## START Text
# Sundays Dinner



## LarryWolfe (May 21, 2005)

Just trimmed my 11.9lb brisket, coated with worchestershire sauce and generously rubbed it down with Wolfe Rub.  Gonna put it on around 3am tomorrow morning.  Here's a few pic's to hold us over until tomorrow.


----------



## Captain Morgan (May 21, 2005)

I'm thinking about doing this next weekend, so this is great for me.  I've only done two (not counting the corned beef brisket..that's another story).
Brisket in the Carolina's is virtually unheard of, so I've never tasted the real deal.

Anyway, mine came out like pot roast, and while it wasn't bad, I couldn't see what all the fuss is about.  Then I found out a properly cooked brisket tastes like steak!

  So I'm ready to try again, now armed with a couple of years more knowledge.

  So tell me if I annoy you, but I've got a bunch of questions.  

First, is that a flat or a point?  What's a packer?  Victor? Vector?


----------



## Nick Prochilo (May 21, 2005)

Looking good Larry! I'm doing those chicken skewers tomorrow for dinner along with some pork chops. Got the rub today and I'm gonna use some on the pork chops tomorrow. Thanks


----------



## LarryWolfe (May 21, 2005)

Captain Morgan said:
			
		

> I'm thinking about doing this next weekend, so this is great for me.  I've only done two (not counting the corned beef brisket..that's another story).
> Brisket in the Carolina's is virtually unheard of, so I've never tasted the real deal.
> 
> Anyway, mine came out like pot roast, and while it wasn't bad, I couldn't see what all the fuss is about.  Then I found out a properly cooked brisket tastes like steak!
> ...



Cappy,
        It's a whole brisket, aka, packer = point and flat.  I don't buy the flats very often, cause they are overly trimmed around here.  When you say it came out like a "pot roast" my first thought is you foiled either too early or too long, or both.  The last brisket I did was the first one I've ever foiled and was very happy with the results.  However it only cooked in the foil for about an hour and a half.  Any longer than that (IMO) the meat will start to braise and your finished product will be "pot roast".  I am far from a brisket expert but I'll try to answer any questions you may have as best I can from my experiences!.


----------



## LarryWolfe (May 22, 2005)

I got the brisket on the cooker at 3:45am.  It's 4:30am right now, pit temps 218*, meat temps at 48*.


----------



## Woodman1 (May 22, 2005)

It's called a packer cause you've really got to "pack" it in there! :!:


----------



## LarryWolfe (May 22, 2005)

Woodman said:
			
		

> It's called a packer cause you've really got to "pack" it in there! :!:



You gotta point Woody as far as us WSMer's are concerned.  I just checked it, it's already shrunk t fit!!


----------



## Captain Morgan (May 22, 2005)

rock on Larry!  Did you get any sleep between then and now?


----------



## LarryWolfe (May 22, 2005)

Captain Morgan said:
			
		

> rock on Larry!  Did you get any sleep between then and now?
## END Text
- [The tasks]
1 – Give a two-sentence summary of the brisket thread.
2 – Translate this sentence from the brisket thread into Spanish: "I don't buy the flats very often, cause they are overly trimmed around here."
Nothing in the material after the brisket thread is needed.
## START Material supplied
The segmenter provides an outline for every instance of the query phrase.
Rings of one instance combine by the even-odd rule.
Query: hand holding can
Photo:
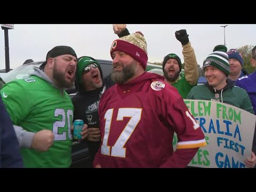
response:
[[[81,132],[84,127],[84,121],[82,119],[76,119],[74,122],[74,133],[73,138],[76,140],[82,139]]]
## END Material supplied
- [Per-task answers]
1 – LarryWolfe trims and rubs an 11.9 lb brisket, puts it on the cooker at 3:45 a.m., and reports a pit temperature of 218 and a meat temperature of 48 at 4:30 a.m. Captain Morgan, whose earlier brisket came out like pot roast, asks about the cut, and Larry explains that a packer is a whole brisket with both point and flat and suggests the pot-roast result came from foiling too early, too long, or both.

2 – No compro la parte plana muy a menudo, porque por aquí viene demasiado recortada.